=== Supplied entries ===

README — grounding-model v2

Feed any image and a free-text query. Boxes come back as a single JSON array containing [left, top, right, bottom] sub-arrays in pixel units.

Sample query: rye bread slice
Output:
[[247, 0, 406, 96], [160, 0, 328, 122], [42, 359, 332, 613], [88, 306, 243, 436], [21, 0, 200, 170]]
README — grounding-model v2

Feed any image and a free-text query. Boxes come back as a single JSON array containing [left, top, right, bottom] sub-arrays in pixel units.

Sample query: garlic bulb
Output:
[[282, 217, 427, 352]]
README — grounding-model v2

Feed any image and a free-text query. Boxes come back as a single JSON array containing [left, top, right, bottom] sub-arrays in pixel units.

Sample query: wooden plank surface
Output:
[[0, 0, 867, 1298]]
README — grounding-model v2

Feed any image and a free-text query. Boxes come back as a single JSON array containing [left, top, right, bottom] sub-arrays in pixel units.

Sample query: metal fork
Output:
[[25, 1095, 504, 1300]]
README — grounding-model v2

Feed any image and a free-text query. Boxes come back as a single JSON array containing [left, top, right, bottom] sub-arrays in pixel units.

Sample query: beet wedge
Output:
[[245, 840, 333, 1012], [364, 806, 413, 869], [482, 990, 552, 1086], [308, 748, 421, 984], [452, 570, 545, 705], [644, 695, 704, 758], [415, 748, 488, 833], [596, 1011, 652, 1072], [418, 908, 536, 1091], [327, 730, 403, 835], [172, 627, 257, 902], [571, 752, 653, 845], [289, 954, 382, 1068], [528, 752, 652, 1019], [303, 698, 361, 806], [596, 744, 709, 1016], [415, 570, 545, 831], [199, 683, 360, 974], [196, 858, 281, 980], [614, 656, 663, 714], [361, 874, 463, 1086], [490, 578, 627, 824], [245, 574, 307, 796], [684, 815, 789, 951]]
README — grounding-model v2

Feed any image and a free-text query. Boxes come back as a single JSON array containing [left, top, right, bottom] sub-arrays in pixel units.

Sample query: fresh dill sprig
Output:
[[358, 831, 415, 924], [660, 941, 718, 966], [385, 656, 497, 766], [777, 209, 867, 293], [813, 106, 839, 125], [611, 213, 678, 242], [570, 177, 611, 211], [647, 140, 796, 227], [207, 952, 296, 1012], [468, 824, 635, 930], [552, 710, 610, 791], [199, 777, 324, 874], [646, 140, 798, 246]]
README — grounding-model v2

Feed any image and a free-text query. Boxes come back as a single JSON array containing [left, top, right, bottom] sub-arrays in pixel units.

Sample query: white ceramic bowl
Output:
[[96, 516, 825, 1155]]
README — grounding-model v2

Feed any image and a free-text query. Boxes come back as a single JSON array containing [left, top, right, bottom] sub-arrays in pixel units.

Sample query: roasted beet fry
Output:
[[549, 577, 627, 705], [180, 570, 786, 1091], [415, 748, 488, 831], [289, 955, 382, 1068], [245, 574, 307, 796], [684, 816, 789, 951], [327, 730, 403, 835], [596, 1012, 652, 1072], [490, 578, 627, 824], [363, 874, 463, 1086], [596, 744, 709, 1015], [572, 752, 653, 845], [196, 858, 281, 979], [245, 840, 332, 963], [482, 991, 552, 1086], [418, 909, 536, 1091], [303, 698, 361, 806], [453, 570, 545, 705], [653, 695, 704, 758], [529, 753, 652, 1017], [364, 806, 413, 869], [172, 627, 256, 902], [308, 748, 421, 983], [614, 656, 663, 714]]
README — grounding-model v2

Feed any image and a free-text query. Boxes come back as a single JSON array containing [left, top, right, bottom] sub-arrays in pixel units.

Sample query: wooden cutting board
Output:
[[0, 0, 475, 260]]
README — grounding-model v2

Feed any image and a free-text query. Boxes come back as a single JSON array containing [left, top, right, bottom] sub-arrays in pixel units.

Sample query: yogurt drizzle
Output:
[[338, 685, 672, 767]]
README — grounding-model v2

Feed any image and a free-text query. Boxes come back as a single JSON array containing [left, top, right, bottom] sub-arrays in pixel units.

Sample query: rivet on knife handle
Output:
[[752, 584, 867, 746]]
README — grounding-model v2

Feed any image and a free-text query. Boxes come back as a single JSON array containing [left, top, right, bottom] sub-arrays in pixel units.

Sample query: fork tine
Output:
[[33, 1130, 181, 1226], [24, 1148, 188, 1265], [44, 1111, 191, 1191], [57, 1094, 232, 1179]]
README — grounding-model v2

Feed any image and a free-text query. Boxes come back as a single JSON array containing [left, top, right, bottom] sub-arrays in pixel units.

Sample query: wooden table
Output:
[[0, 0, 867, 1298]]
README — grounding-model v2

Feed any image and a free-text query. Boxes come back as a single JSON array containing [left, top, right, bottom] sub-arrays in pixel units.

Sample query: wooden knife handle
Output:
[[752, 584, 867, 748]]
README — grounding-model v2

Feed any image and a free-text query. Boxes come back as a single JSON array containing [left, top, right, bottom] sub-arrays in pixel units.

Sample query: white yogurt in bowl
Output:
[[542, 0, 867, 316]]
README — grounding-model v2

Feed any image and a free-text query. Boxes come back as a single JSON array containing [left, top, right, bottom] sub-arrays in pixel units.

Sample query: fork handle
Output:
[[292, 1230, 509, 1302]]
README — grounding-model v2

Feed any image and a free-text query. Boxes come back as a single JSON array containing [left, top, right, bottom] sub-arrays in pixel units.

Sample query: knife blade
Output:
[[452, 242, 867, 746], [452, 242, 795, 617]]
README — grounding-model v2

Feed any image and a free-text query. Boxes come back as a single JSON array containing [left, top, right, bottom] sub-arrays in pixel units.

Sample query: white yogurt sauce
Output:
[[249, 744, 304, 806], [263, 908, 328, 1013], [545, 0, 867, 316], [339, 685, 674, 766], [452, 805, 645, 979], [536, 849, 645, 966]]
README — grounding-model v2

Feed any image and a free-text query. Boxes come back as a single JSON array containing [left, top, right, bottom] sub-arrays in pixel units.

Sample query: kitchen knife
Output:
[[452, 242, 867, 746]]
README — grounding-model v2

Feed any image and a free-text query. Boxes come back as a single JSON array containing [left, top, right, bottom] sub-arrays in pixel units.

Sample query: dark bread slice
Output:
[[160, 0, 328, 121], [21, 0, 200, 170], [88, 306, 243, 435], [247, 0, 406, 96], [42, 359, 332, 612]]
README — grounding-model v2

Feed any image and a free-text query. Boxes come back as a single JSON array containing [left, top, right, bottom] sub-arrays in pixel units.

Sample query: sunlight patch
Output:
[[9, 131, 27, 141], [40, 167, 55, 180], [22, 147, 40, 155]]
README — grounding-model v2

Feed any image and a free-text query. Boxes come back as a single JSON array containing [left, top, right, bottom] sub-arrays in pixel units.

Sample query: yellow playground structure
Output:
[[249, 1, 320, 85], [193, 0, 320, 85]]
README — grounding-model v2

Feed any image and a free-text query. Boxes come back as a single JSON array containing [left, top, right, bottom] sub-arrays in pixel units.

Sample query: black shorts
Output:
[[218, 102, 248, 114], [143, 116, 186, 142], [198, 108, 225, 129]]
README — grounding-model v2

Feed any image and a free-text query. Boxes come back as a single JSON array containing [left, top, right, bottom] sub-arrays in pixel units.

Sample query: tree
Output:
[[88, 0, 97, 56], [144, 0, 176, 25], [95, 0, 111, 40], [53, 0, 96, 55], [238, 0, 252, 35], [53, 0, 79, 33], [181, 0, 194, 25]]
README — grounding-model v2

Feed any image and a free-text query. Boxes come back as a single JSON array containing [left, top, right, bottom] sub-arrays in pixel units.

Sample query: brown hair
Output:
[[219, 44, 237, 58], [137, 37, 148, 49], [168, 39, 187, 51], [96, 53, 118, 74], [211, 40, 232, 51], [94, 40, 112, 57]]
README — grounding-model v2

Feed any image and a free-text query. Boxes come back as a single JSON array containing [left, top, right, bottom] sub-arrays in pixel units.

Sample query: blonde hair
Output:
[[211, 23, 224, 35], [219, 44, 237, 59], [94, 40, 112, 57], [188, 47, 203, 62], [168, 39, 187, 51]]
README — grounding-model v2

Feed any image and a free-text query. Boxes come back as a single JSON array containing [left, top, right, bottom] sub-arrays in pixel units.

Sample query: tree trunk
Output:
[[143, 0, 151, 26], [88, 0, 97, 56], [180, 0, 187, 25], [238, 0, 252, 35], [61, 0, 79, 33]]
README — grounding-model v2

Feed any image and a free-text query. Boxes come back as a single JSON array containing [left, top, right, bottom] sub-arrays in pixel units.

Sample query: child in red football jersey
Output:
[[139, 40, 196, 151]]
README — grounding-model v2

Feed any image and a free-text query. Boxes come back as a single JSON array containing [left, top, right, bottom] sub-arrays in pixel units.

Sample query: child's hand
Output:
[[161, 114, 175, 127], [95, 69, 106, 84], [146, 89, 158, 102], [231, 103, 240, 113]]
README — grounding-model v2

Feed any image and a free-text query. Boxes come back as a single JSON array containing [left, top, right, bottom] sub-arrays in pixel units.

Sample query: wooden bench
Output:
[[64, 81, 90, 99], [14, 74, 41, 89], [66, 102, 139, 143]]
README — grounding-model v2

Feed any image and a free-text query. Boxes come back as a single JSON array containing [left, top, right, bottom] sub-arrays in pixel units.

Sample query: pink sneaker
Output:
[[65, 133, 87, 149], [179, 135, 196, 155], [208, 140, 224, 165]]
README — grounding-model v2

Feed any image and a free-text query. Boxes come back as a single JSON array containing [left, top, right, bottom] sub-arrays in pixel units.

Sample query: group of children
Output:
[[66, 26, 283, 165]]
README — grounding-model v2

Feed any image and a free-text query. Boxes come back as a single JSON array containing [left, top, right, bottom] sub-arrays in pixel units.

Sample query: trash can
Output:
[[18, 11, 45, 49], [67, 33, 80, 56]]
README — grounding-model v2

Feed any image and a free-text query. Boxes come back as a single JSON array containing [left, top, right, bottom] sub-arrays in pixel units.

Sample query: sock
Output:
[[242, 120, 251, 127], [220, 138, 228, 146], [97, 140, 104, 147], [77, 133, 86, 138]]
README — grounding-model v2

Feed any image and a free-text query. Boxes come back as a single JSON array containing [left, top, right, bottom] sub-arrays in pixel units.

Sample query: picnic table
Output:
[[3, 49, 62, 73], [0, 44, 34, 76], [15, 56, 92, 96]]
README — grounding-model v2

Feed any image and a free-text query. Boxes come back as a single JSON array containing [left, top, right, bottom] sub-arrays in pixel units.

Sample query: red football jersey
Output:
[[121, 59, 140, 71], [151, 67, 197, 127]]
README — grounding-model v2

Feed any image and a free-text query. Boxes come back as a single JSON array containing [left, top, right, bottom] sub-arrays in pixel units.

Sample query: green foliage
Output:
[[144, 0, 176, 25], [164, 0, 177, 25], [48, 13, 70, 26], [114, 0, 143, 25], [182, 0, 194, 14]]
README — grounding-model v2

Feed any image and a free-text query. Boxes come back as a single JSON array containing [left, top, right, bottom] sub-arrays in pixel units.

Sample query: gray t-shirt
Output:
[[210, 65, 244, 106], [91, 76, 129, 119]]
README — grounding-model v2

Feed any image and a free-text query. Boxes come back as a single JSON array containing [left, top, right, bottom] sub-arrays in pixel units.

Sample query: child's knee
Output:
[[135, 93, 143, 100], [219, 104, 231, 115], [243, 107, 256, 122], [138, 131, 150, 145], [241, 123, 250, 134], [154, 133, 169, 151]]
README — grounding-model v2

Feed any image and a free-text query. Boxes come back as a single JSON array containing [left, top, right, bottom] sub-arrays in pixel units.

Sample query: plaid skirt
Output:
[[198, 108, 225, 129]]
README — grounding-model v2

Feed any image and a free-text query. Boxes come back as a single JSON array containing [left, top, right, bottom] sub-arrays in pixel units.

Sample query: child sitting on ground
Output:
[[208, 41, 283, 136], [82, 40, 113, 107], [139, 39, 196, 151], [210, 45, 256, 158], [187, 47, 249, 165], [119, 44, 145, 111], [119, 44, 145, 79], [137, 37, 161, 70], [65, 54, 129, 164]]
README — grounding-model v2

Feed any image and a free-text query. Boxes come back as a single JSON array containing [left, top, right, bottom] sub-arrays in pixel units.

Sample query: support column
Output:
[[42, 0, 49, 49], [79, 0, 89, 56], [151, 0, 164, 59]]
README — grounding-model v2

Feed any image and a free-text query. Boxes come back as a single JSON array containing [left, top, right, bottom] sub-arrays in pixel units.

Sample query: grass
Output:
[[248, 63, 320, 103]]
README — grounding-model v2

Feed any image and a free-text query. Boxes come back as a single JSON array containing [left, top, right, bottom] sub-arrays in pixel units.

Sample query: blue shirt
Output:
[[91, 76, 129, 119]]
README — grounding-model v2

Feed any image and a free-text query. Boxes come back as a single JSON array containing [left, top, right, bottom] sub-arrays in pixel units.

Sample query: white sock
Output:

===

Your task
Retype the records above from their first line through the line containing "[[25, 1095, 504, 1300]]", including both the first and last lines.

Written answer
README — grounding-model v2

Feed any image and a free-text query. Boxes come back as a single JSON array containing [left, top, right, bottom] sub-arrays in pixel units.

Sample query: rye bread slice
Output:
[[247, 0, 406, 96], [160, 0, 328, 122], [42, 359, 332, 613], [88, 306, 243, 436], [21, 0, 200, 170]]
README — grounding-model v2

Feed any image and a free-text query. Boxes come back as a single JSON array containing [left, top, right, bottom] sub-arrays in pixel units.

Sample query: garlic bulb
Output:
[[282, 217, 427, 352]]
README — grounding-model v2

Feed any image and a free-text query. Boxes come back as a single JSON array containing [left, top, right, bottom] sub-arrays in pixel units.

Sample query: wooden plank surface
Output:
[[0, 0, 867, 1298]]
README — grounding-model v2

Feed any image and a free-text query. Boxes come back as a single JSON array containing [left, top, right, bottom] sub-arrays in pixel units.

Sample query: metal fork
Output:
[[25, 1095, 504, 1300]]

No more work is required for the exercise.